++++ Material supplied
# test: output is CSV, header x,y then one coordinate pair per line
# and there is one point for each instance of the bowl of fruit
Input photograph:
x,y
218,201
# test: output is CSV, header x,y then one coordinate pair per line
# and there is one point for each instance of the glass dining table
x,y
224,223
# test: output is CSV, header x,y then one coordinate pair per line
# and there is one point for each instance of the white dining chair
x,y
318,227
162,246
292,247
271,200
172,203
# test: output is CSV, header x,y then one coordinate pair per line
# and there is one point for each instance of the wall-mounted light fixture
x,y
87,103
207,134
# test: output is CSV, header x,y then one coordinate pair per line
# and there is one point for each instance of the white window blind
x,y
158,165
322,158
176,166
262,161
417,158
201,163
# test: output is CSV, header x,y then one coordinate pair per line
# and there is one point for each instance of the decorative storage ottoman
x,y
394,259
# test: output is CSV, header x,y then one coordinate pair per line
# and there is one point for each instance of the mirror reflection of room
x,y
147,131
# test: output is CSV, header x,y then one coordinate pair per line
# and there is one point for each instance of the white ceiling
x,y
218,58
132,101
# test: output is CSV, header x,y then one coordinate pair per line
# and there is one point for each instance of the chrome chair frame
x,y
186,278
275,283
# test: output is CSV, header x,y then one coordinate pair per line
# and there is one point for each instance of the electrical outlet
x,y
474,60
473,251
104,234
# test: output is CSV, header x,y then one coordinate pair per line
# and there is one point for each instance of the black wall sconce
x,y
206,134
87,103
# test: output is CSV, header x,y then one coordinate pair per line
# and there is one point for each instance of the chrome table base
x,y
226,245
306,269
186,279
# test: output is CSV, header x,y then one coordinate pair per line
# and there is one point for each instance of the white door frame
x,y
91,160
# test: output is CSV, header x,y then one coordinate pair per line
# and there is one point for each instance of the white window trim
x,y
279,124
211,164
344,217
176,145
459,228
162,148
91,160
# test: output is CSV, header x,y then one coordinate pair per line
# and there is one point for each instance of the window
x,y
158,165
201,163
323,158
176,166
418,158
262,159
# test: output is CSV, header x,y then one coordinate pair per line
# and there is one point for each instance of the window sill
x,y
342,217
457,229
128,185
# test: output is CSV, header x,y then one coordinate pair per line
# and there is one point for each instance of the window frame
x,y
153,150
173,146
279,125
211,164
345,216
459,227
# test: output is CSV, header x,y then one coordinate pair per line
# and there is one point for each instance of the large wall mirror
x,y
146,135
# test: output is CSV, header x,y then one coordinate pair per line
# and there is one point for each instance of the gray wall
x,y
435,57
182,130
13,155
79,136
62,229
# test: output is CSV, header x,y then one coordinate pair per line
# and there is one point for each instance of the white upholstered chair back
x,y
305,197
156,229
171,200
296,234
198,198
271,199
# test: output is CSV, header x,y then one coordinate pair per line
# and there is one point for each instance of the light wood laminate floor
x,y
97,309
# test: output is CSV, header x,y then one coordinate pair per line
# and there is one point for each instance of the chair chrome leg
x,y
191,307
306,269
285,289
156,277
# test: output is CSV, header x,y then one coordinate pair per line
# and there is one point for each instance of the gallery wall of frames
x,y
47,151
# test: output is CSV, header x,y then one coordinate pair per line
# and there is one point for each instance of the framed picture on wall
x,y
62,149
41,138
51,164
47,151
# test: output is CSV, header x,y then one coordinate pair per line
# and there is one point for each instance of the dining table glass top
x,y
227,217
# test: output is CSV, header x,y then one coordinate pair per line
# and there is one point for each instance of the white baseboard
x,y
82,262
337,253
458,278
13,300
++++++++
▶ [Your instructions]
From the first line to the last, return the data above exactly.

▶ [Written solution]
# test: output is CSV, header x,y then one coordinate pair per line
# and there is one point for each instance of the bowl of fruit
Input photograph:
x,y
218,201
# test: output is CSV, header x,y then one coordinate pair per line
# and there is one point for each instance of the glass dining table
x,y
224,223
# test: output is CSV, header x,y then one coordinate pair per line
# and there is one point for each instance of the white dining chair
x,y
318,227
162,246
292,247
271,200
172,203
# test: output is CSV, header x,y then one coordinate pair per line
# and there is one point for each instance of the wall-mounted light fixture
x,y
87,103
207,134
# test: output is CSV, header x,y then one coordinate pair per line
# and there is one point for each instance of the white window blind
x,y
158,165
322,158
176,166
262,161
417,158
201,163
# test: output is CSV, header x,y then one coordinate pair per line
# and there is one point for each instance of the decorative storage ottoman
x,y
394,259
# test: output is CSV, header x,y then one coordinate pair per line
# and there is one point for each instance of the mirror reflection of room
x,y
147,131
# test: output is CSV, header x,y then one coordinate pair per line
# and there is one point for each instance of the white ceiling
x,y
218,58
132,101
# test: output is CSV, header x,y then one coordinate pair per line
# and there is one point for each instance of the chrome chair frame
x,y
186,278
275,283
# test: output is CSV, header x,y then one coordinate pair per line
# and there is one point for each instance of the electrical outlet
x,y
474,60
473,251
104,234
# test: output is CSV, header x,y then one coordinate pair per line
# and there is one point for each instance of the black wall sconce
x,y
206,134
87,103
# test: output is CSV, header x,y then one coordinate pair per line
# and there is one point for each instance of the chrome table base
x,y
226,245
306,269
186,279
# test: output is CSV, header x,y then one coordinate pair per line
# and there is one point for each instance of the white door frame
x,y
91,160
# test: output is CSV, header x,y then one coordinate pair per line
# and there is one point for each instance of the white window trim
x,y
279,124
211,164
344,217
176,145
459,228
162,148
91,160
# test: output is CSV, header x,y then one coordinate pair per line
# and there is one point for each instance of the window
x,y
158,165
201,163
323,158
176,166
418,158
262,159
# test: output is CSV, header x,y then one coordinate pair per line
# and there is one point for each instance of the window sill
x,y
342,217
457,229
128,185
# test: output is CSV, header x,y then one coordinate pair per line
# and there is one point for each instance of the window frame
x,y
153,150
173,146
279,125
211,164
345,216
459,227
# test: output is CSV, header x,y then one coordinate pair per line
# and there is one point for each instance of the large wall mirror
x,y
146,135
# test: output is CSV, header x,y then one coordinate pair per line
# and there is one point for each instance of the gray wall
x,y
435,57
182,130
13,155
79,136
62,229
# test: output is CSV, header x,y then one coordinate pair per line
# and there is one point for each instance of the white upholstered chair back
x,y
305,197
156,229
171,200
296,234
198,198
271,199
# test: output is CSV, header x,y then one coordinate pair per line
# and there is one point for each instance of the light wood laminate floor
x,y
97,309
# test: output is CSV, header x,y then one coordinate pair per line
# and there is one point for each instance of the chair chrome leg
x,y
191,307
306,269
285,289
156,277
# test: output is CSV, header x,y then one coordinate pair per line
# and there is one point for each instance of the gallery wall of frames
x,y
47,151
# test: output is CSV, header x,y then one coordinate pair per line
# and there is one point for each instance of the framed picture on wall
x,y
62,149
41,138
51,164
47,151
# test: output is CSV, header x,y then one coordinate pair per line
# and there is one point for each instance of the dining table glass top
x,y
227,217
# test: output is CSV, header x,y then one coordinate pair per line
# and there is one point for each instance of the white baseboard
x,y
82,262
337,253
458,278
13,300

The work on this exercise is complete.